Top of Extracted records

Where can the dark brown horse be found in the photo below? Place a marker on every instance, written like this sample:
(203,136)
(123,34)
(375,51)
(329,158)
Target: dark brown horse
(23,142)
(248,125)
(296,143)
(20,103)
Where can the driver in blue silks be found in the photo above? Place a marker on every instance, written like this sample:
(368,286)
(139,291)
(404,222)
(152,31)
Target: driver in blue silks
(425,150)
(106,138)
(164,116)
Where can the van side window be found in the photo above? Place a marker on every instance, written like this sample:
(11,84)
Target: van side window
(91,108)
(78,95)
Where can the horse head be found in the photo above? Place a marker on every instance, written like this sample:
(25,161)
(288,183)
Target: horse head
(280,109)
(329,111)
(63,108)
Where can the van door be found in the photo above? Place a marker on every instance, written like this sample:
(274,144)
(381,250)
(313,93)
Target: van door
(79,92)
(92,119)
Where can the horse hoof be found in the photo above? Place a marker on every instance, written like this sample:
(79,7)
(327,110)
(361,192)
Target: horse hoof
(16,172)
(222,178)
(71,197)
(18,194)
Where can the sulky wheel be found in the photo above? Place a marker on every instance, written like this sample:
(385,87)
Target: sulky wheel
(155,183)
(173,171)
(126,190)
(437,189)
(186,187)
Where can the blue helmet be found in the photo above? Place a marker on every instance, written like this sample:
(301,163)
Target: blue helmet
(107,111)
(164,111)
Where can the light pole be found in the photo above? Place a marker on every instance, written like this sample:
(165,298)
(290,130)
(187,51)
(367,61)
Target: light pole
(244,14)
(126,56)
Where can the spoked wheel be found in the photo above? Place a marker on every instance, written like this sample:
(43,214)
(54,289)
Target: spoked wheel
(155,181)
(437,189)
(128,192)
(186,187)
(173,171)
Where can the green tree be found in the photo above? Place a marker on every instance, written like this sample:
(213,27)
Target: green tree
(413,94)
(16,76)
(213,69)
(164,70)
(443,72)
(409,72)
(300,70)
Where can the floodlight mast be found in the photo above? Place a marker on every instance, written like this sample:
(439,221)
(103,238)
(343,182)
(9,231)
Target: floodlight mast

Bottom of Extracted records

- [Task details]
Tell how many lines in the material contain the word "Place". Only the number is wanted.

- [Solution to this problem]
12